[[ SUPPLIED DATA, beginning ]]
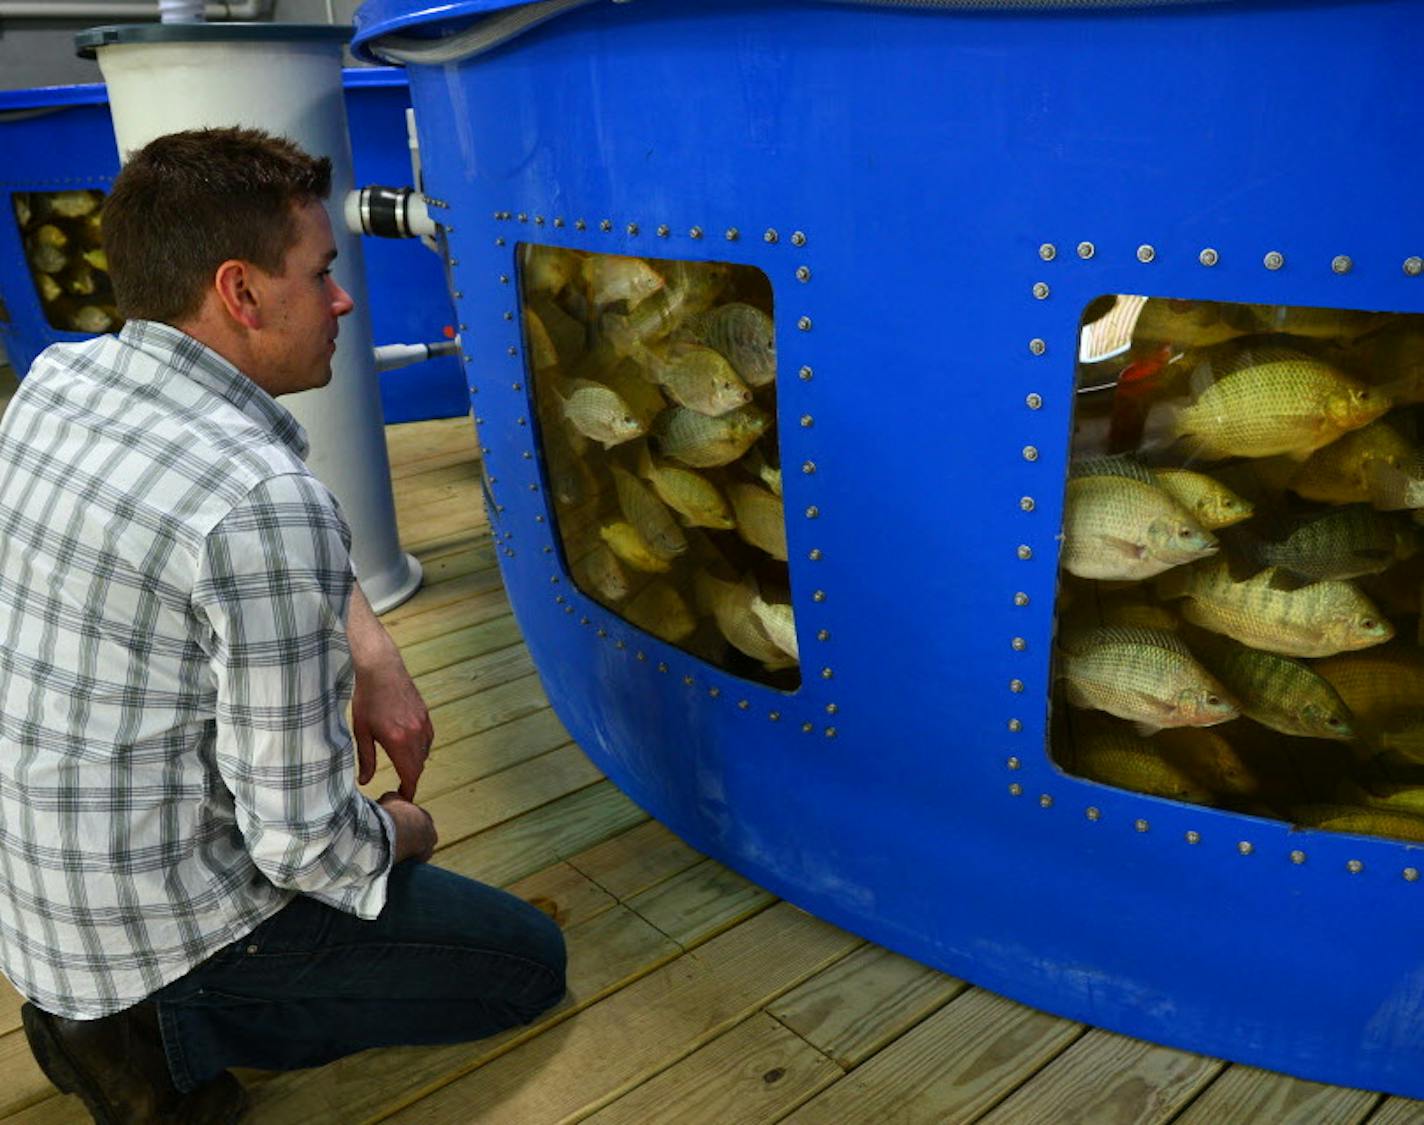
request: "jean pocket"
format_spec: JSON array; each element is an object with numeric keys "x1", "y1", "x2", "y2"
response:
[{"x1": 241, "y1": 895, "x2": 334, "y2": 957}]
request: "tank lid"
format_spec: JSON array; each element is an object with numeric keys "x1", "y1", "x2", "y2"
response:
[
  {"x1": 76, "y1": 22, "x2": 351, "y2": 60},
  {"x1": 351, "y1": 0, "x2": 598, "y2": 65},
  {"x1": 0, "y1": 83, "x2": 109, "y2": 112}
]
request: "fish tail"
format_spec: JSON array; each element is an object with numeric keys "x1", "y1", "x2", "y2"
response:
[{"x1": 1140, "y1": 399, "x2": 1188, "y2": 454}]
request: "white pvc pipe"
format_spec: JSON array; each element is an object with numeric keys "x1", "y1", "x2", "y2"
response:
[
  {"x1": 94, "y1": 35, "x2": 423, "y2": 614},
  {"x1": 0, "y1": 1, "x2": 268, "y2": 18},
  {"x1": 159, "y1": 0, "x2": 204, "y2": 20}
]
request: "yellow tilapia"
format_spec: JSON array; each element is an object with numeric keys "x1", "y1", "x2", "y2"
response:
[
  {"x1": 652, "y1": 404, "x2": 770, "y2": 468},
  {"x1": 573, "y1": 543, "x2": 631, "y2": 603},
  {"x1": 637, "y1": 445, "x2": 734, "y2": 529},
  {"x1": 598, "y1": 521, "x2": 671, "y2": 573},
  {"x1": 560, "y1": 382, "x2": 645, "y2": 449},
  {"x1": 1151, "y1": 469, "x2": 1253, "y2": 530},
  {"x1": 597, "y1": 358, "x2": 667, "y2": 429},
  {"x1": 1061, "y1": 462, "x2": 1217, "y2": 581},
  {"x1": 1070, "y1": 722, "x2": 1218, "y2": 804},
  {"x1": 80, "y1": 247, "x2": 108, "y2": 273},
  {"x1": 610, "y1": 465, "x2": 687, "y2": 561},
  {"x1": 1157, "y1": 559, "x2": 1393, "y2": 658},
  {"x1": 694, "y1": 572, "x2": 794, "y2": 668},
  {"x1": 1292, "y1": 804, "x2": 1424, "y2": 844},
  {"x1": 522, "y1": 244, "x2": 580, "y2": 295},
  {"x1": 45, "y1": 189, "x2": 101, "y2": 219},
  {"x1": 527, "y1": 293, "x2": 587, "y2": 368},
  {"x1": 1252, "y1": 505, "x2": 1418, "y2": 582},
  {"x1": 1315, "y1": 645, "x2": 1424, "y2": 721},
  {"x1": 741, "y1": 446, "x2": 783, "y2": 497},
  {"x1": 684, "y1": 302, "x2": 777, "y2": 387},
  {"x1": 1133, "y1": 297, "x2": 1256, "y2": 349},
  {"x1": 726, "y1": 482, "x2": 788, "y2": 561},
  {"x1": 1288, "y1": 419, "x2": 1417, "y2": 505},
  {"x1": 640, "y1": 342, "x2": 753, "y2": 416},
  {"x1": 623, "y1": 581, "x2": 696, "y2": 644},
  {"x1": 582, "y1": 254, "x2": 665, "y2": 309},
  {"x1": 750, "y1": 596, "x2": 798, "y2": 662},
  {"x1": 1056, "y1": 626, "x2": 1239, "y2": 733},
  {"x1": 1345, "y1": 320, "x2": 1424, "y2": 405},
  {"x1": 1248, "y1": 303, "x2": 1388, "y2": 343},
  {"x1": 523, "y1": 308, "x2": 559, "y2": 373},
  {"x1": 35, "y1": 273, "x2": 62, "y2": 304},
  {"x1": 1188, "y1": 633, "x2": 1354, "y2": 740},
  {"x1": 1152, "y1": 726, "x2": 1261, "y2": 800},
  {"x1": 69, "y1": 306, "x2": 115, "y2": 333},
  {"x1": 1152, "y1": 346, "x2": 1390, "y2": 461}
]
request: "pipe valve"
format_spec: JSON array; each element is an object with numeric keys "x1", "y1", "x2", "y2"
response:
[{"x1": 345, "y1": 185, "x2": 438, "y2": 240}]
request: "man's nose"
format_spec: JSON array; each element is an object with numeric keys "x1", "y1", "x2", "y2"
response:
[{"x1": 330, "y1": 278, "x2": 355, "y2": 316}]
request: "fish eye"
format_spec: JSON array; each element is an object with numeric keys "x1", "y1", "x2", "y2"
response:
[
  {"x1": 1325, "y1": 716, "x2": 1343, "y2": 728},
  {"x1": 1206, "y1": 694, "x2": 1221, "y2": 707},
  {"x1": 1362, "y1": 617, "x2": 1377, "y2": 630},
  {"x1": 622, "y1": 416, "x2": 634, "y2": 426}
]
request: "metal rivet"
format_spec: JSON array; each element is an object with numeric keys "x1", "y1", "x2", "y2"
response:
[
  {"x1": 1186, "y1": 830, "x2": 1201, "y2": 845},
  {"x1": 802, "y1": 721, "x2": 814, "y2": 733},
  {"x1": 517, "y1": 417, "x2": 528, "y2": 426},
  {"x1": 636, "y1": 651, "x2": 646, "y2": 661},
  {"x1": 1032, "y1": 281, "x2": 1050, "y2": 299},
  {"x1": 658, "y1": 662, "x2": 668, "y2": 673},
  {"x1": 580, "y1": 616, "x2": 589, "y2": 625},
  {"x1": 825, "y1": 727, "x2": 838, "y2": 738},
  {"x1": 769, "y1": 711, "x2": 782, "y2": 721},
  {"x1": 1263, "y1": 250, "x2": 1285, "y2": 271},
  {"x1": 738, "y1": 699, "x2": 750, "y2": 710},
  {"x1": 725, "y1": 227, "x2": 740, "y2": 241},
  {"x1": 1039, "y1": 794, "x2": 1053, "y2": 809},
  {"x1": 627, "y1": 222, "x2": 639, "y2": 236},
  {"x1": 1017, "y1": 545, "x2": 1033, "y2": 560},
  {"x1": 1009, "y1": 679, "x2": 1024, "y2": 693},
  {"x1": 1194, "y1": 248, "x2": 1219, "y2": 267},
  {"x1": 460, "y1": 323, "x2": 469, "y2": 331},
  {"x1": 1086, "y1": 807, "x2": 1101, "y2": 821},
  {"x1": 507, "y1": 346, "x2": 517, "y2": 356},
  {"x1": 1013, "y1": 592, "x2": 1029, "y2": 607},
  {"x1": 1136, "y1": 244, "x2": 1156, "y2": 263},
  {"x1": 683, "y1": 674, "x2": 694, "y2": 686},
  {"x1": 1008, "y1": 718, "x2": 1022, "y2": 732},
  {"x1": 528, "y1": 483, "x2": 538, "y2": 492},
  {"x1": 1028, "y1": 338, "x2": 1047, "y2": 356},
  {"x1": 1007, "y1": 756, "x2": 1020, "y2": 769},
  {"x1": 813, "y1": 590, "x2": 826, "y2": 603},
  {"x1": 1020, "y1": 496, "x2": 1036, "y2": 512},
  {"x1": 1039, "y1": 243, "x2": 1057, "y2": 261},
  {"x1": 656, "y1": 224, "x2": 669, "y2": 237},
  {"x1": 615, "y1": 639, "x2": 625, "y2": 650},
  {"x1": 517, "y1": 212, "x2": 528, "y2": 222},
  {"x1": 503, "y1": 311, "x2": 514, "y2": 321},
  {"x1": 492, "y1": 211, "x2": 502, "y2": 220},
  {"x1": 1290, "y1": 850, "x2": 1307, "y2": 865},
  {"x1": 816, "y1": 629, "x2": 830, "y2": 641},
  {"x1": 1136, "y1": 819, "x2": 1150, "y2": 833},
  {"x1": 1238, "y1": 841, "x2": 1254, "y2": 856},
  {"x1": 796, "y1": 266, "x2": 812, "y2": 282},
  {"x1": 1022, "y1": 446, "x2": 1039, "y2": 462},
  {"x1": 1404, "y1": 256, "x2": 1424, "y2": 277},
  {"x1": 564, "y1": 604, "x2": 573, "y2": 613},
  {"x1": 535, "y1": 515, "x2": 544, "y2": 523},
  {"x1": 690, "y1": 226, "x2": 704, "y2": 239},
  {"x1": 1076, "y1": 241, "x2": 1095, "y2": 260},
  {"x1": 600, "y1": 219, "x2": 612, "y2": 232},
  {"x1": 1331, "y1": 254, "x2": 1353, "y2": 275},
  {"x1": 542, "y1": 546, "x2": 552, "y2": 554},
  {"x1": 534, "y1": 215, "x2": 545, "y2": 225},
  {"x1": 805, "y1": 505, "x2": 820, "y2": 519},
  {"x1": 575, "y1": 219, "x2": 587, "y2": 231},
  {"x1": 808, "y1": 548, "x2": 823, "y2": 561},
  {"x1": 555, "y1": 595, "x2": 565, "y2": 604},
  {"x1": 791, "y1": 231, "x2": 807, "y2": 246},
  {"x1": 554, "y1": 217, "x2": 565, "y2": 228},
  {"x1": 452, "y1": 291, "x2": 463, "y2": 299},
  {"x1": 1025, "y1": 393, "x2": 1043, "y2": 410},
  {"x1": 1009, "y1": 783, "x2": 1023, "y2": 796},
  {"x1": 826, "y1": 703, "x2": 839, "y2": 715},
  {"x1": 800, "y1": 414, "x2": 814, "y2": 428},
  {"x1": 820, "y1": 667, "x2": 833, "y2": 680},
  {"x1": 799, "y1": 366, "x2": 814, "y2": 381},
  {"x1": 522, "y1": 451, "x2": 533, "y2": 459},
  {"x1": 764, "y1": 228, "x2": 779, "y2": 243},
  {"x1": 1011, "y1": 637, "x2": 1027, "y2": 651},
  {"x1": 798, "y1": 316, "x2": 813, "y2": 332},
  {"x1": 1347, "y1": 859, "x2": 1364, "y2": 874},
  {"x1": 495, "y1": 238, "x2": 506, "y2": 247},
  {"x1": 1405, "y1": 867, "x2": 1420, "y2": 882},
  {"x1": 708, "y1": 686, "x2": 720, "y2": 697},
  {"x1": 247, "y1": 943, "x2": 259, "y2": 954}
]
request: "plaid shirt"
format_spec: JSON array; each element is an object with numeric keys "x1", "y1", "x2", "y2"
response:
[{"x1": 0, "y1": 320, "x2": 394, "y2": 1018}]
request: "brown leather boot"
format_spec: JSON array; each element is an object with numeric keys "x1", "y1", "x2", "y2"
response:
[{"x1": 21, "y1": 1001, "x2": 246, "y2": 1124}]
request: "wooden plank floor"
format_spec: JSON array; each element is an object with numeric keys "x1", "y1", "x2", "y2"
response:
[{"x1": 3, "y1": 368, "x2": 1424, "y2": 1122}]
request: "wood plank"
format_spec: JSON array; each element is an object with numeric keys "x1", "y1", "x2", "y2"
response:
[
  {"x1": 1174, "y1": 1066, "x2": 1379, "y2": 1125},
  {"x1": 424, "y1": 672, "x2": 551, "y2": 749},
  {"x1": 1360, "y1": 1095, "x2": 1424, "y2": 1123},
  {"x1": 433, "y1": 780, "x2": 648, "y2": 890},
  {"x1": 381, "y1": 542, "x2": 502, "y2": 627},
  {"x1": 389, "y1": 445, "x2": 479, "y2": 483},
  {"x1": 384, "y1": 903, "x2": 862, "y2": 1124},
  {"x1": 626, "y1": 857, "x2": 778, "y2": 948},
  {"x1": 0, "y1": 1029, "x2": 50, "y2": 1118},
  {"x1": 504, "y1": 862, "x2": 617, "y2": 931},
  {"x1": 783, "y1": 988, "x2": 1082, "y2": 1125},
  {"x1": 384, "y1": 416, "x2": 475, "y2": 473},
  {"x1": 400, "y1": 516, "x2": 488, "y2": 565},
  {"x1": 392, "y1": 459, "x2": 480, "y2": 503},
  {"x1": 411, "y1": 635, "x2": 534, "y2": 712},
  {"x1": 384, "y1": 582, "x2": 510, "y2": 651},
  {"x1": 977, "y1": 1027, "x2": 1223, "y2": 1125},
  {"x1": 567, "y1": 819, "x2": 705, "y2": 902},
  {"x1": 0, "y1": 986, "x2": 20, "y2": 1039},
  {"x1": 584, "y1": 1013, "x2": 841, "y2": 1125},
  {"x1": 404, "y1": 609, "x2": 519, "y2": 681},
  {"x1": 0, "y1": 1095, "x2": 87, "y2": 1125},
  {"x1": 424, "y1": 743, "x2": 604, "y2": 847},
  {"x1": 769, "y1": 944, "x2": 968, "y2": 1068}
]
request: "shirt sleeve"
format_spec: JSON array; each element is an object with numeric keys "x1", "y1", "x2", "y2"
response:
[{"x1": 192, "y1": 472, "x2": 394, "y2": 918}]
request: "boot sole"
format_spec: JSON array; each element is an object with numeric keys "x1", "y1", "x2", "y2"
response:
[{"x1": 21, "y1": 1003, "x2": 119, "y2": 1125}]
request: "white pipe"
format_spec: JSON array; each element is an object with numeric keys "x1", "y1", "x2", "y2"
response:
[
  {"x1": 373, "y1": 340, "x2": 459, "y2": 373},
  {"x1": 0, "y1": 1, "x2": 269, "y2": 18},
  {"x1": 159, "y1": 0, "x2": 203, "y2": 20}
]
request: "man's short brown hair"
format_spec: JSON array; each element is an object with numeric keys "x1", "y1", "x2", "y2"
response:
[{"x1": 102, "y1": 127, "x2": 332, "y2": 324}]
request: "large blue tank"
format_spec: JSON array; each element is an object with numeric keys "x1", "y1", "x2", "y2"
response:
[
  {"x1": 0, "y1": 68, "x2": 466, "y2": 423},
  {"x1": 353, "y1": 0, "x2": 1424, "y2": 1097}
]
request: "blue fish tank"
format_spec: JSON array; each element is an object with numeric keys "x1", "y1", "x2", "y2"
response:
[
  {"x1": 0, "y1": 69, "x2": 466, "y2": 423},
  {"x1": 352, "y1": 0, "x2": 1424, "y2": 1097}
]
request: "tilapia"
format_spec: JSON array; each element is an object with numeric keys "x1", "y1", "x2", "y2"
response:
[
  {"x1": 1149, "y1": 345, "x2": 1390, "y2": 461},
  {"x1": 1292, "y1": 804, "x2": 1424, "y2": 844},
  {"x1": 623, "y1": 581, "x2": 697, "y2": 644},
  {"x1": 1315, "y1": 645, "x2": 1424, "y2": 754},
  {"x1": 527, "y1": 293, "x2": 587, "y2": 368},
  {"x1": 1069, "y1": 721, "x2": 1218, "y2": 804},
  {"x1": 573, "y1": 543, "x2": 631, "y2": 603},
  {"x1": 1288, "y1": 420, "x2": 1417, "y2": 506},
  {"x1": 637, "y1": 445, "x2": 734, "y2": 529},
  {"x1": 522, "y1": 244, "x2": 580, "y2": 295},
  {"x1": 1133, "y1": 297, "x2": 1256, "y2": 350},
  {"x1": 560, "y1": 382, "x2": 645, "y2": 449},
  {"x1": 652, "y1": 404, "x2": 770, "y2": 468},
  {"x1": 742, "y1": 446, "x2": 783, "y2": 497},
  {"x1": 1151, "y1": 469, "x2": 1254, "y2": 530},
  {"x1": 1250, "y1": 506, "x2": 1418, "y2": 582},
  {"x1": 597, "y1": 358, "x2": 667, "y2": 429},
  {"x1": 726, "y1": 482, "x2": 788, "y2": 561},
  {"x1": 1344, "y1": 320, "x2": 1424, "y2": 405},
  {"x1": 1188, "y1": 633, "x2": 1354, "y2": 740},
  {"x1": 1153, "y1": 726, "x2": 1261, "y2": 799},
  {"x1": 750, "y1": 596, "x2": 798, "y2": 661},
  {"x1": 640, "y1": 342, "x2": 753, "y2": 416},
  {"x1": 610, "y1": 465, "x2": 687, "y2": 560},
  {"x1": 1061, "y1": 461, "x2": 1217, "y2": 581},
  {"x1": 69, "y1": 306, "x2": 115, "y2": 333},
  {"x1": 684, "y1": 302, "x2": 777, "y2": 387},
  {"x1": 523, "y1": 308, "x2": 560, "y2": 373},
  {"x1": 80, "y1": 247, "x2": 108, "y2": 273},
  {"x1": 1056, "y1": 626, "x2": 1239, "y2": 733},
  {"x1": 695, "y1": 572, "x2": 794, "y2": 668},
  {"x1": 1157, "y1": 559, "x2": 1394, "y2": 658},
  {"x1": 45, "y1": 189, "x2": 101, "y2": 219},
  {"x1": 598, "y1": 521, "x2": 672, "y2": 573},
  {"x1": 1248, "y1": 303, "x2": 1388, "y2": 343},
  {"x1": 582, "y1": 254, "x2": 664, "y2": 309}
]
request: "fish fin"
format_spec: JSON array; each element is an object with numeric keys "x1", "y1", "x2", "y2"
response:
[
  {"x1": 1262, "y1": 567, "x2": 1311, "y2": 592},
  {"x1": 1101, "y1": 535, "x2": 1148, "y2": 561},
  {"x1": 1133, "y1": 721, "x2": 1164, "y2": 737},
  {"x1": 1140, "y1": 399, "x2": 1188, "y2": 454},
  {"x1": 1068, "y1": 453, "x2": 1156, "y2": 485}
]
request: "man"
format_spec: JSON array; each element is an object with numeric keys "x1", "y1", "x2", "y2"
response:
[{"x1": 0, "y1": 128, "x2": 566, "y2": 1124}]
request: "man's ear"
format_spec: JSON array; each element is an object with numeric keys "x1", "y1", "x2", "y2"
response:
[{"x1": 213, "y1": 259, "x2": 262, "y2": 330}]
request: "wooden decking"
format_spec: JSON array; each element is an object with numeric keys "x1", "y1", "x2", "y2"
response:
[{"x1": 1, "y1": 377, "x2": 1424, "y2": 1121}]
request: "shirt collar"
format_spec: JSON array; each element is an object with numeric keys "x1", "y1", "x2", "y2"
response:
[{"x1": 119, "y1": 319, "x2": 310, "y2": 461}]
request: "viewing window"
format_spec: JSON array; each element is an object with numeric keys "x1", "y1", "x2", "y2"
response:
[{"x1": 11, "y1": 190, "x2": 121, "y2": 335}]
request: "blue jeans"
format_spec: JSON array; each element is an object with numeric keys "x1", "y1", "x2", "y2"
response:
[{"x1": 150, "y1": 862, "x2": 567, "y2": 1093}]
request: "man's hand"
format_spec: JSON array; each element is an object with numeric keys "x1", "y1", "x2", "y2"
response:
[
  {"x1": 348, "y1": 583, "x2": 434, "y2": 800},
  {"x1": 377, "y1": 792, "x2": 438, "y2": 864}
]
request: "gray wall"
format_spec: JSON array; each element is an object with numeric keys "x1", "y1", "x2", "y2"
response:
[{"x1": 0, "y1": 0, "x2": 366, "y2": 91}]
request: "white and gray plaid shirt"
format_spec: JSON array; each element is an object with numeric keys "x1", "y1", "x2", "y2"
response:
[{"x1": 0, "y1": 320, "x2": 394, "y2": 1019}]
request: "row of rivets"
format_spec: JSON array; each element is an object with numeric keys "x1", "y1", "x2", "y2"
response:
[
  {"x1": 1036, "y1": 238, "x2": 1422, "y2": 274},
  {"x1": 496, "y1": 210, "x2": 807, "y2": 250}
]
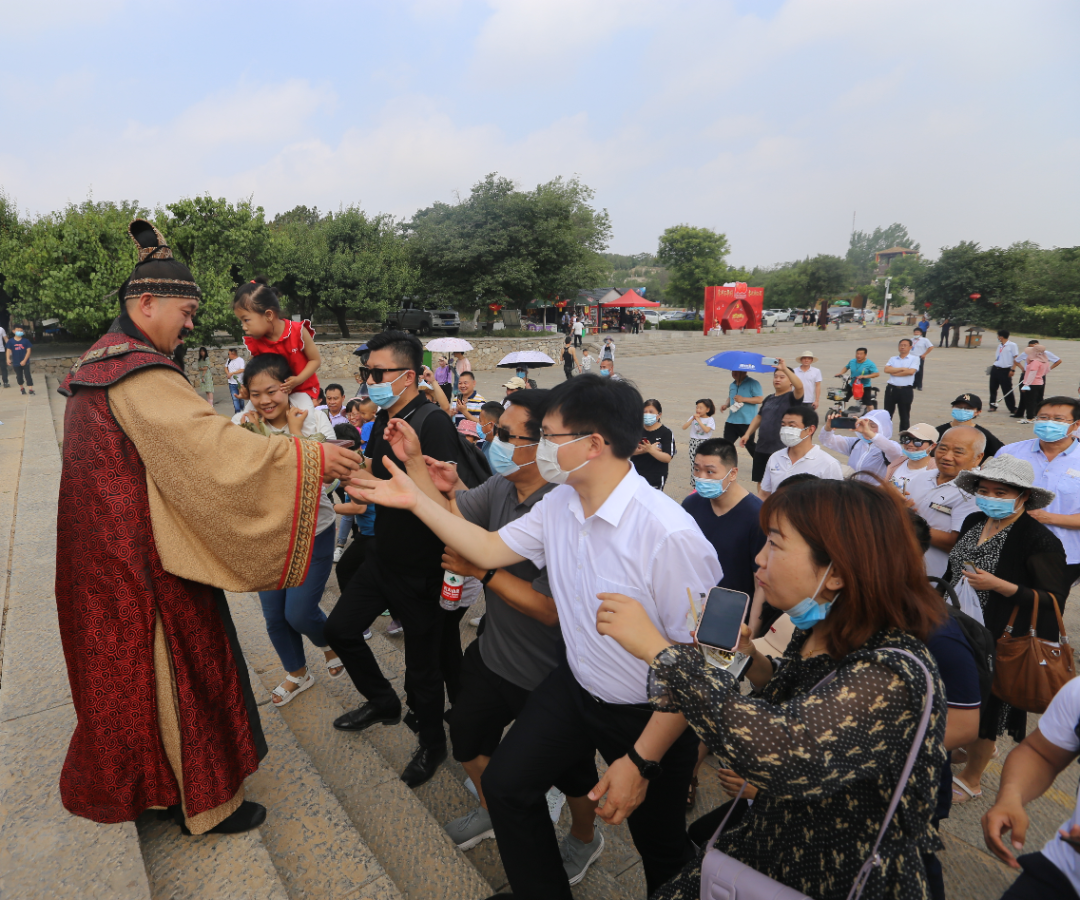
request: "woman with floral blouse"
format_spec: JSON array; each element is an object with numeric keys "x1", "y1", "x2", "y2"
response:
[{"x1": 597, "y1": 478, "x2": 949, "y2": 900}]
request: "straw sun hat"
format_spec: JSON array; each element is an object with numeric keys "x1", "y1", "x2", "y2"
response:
[[ SUPPLIED DATA, end ]]
### ABOUT THIS TASK:
Lines that include the word "plaid" are to be extracted from the data above.

### ANSWER TO THIS EXERCISE:
request: "plaid shirt"
request: "white and gray plaid shirt"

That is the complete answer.